WHAT NEEDS TO BE DONE:
When the line containing "[283, 1102]" appears in the data below, begin copying there and stop only after the line containing "Target: cream colored cup".

ENTRIES SUPPLIED: Begin

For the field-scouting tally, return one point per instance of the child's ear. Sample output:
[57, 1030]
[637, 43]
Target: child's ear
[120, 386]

ENTRIES SUPPLIED: End
ENTRIES SUPPLIED: Begin

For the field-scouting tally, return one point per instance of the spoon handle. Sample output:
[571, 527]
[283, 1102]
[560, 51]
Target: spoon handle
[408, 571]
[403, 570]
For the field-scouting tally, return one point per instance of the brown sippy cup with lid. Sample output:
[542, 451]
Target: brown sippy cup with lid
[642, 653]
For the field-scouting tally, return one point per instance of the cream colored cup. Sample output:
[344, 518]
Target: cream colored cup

ENTRIES SUPPLIED: End

REPLY:
[283, 1102]
[560, 51]
Target: spoon handle
[408, 571]
[403, 570]
For the field-scouting tally, return one point per instance of the brown sippy cup with lid. Sample output:
[542, 451]
Target: brown sippy cup with lid
[642, 653]
For the field-scouting tally, return one point per instance of the cream colored cup. Sample output:
[344, 518]
Target: cream colored cup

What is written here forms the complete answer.